Instruction:
Print the entries that appear below, exactly as written and without their pictures.

Provided records:
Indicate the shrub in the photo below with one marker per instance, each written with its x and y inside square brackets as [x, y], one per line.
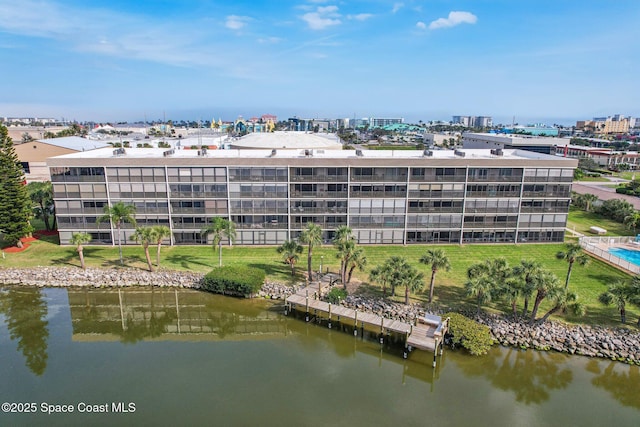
[473, 336]
[238, 281]
[336, 294]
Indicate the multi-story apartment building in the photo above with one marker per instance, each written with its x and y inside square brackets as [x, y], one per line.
[398, 197]
[605, 125]
[473, 121]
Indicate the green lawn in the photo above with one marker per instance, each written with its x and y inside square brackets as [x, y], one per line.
[593, 179]
[587, 281]
[581, 221]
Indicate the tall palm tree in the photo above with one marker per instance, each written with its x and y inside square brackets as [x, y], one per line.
[438, 261]
[357, 260]
[160, 232]
[311, 236]
[572, 254]
[618, 293]
[588, 200]
[79, 239]
[547, 285]
[487, 280]
[344, 242]
[145, 236]
[290, 251]
[220, 228]
[632, 221]
[117, 214]
[526, 270]
[565, 300]
[413, 281]
[396, 266]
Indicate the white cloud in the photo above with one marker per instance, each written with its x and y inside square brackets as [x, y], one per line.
[269, 40]
[323, 17]
[455, 18]
[235, 22]
[360, 16]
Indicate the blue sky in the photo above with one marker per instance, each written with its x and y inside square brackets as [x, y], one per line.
[119, 60]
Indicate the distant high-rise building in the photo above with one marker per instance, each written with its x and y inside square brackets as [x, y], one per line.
[473, 121]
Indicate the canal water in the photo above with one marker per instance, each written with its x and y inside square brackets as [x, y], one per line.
[148, 356]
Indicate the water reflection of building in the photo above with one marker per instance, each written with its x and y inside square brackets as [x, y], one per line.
[168, 314]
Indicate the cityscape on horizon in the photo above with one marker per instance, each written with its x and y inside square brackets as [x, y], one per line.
[421, 60]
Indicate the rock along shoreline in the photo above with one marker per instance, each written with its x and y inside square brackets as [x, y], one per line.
[617, 344]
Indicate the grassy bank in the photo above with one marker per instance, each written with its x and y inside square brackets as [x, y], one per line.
[581, 221]
[587, 281]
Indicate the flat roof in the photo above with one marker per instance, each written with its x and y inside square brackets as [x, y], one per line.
[74, 143]
[287, 141]
[158, 153]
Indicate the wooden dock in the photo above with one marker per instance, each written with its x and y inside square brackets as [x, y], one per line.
[426, 334]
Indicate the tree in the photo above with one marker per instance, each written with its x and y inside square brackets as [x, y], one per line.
[563, 301]
[145, 236]
[117, 214]
[160, 232]
[588, 200]
[396, 266]
[617, 293]
[632, 221]
[220, 228]
[290, 251]
[344, 242]
[616, 209]
[356, 260]
[438, 261]
[527, 270]
[311, 236]
[79, 239]
[487, 280]
[546, 285]
[572, 254]
[15, 205]
[41, 194]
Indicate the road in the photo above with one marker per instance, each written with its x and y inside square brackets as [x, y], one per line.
[603, 192]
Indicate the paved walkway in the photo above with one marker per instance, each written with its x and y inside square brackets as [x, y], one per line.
[604, 193]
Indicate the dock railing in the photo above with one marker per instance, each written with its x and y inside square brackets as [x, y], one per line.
[598, 246]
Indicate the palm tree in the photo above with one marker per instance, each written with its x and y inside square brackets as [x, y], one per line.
[563, 301]
[117, 214]
[546, 285]
[588, 200]
[80, 239]
[438, 261]
[344, 242]
[572, 254]
[160, 232]
[311, 236]
[290, 251]
[41, 193]
[632, 221]
[527, 269]
[618, 293]
[220, 228]
[413, 281]
[356, 260]
[145, 236]
[396, 266]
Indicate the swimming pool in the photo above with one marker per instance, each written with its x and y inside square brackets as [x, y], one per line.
[626, 254]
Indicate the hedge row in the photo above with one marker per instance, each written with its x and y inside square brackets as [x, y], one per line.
[473, 336]
[237, 280]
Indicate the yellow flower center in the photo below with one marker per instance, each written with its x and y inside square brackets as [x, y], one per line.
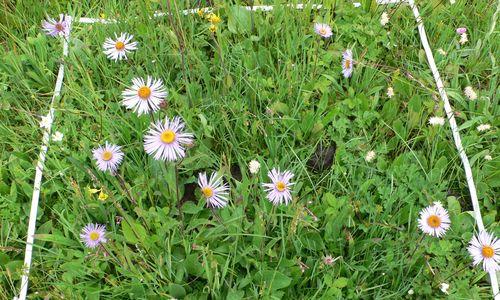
[280, 186]
[207, 192]
[488, 251]
[434, 221]
[144, 92]
[168, 136]
[119, 45]
[94, 236]
[107, 155]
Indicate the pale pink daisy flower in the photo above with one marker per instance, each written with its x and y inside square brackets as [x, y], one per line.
[108, 157]
[279, 190]
[145, 95]
[57, 28]
[485, 248]
[436, 121]
[323, 30]
[347, 63]
[166, 140]
[434, 220]
[118, 48]
[93, 234]
[483, 127]
[214, 190]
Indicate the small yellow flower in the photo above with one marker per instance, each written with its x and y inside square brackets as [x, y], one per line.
[214, 19]
[92, 191]
[103, 196]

Solution for this problem:
Indicate the shrub in the photo below with one marker per instance, each written with its x and y inside square brackets as [x, y], one per line.
[473, 336]
[238, 281]
[336, 294]
Indicate the multi-story apartment building in the photo above with one marker per instance, each written with its x and y inside square brackets as [x, y], one per line.
[398, 197]
[605, 125]
[473, 121]
Indicate the green lawn in the photo above with one marker per instance, each written with its x and y inside square brackets as [x, y], one per line.
[593, 179]
[587, 281]
[581, 221]
Indicate the tall palm tree in the photo above with one marker per instance, each written with its x and y inside square brackets as [x, y], one per line.
[438, 261]
[357, 260]
[160, 232]
[311, 236]
[572, 254]
[618, 293]
[588, 200]
[79, 239]
[547, 285]
[487, 280]
[344, 242]
[145, 236]
[290, 251]
[220, 228]
[632, 221]
[117, 214]
[526, 270]
[565, 300]
[413, 281]
[396, 266]
Indicate the white cloud in the photo above with one marker per instance, each written with its x and y inside square brackets as [x, y], one per line.
[269, 40]
[323, 17]
[455, 18]
[235, 22]
[360, 16]
Indicate the blue sky in the photo above with one marker per instance, each written with its x and y inside square brackets as [x, y], one per line.
[119, 60]
Indicate the distant high-rise building in the photo above with one marker per instance, each written with its x and y inside square brackets as [x, y], one per line.
[473, 121]
Indicate the canal water in the photo above with one marker per instance, each written with its x and y inside square brackets as [x, y], one per line.
[148, 356]
Indicate the water reflection of building in the photo above with one marker per instance, each written with its x and y inside square brackets as [x, y], one per line.
[168, 314]
Indicate the cityscape on horizon in the photo above with one marker per instance, each written with its x and y inside square brackets as [x, y], one per line.
[421, 60]
Indicate the rock along shoreline in the photo above with one marker per instance, each written with its x and y inside square brackets as [x, y], one per line.
[617, 344]
Indicate the grassy bank in the photo above with one marker per instance, each written with its x and y inside square brackets as [x, y], one per line.
[581, 221]
[587, 281]
Indicate the flat roof in the photo above with one marker per instance, each written with its x and y inside square brackets as [x, y], one per line.
[74, 143]
[287, 141]
[158, 153]
Indicate the wooden dock in the photo above with one marker per instance, each written with its x and y inside square brackets as [x, y], one per line.
[426, 334]
Indicate the tree in the photo above with one marker per instance, each written with its x and y inside square brackets as [x, y], one per line.
[563, 301]
[145, 236]
[117, 214]
[160, 232]
[588, 200]
[396, 266]
[617, 293]
[632, 221]
[220, 228]
[290, 251]
[344, 242]
[616, 209]
[356, 260]
[438, 261]
[527, 270]
[311, 236]
[79, 239]
[487, 280]
[546, 285]
[572, 254]
[15, 205]
[41, 194]
Indicate the road in the photo above with one marker per instance, each written with its x and y inside square brackets as [x, y], one per line.
[603, 192]
Indicate the paved walkway in the photo above with one marker per instance, each written with its x and y inside square brackets as [x, y], one per line.
[604, 193]
Indicate the dock railing in the photo above with one marker per instance, each written with its x and y inside square brackets as [x, y], one per line.
[598, 246]
Indicate the palm tree in the photo above with one marker per instance, each written with its x and y inside square brackets as [x, y], one per line.
[563, 301]
[117, 214]
[546, 285]
[588, 200]
[80, 239]
[438, 261]
[344, 242]
[572, 254]
[160, 232]
[311, 236]
[290, 251]
[41, 193]
[632, 221]
[527, 269]
[618, 293]
[220, 228]
[413, 281]
[356, 260]
[145, 236]
[396, 266]
Indicate the swimming pool in the photo above with one marker per instance, each written with its x and y inside square brackets as [x, y], one per line.
[626, 254]
Indicate the hedge row in the photo above with one marker per instance, each written with its x and y inside square brackets as [x, y], one per line.
[473, 336]
[237, 280]
Indicate the yellow flower center in the photo below with one marker per instance, each written with its x and y inside square brackets as [x, y], one per line.
[280, 186]
[207, 192]
[488, 251]
[434, 221]
[144, 92]
[168, 136]
[119, 45]
[94, 236]
[107, 155]
Indicate the pale pink daisy flower in the photo above with one marker per instance, each written with its x and y inside square brackets as [x, y], one per line.
[108, 157]
[279, 190]
[145, 95]
[57, 28]
[485, 248]
[436, 121]
[323, 30]
[347, 63]
[166, 140]
[434, 220]
[118, 48]
[93, 234]
[483, 127]
[214, 190]
Indicate the small yellow flower in the photo above with one marker per instance, each written with its x and y inside square brackets as [x, y], one per line.
[214, 19]
[92, 191]
[103, 196]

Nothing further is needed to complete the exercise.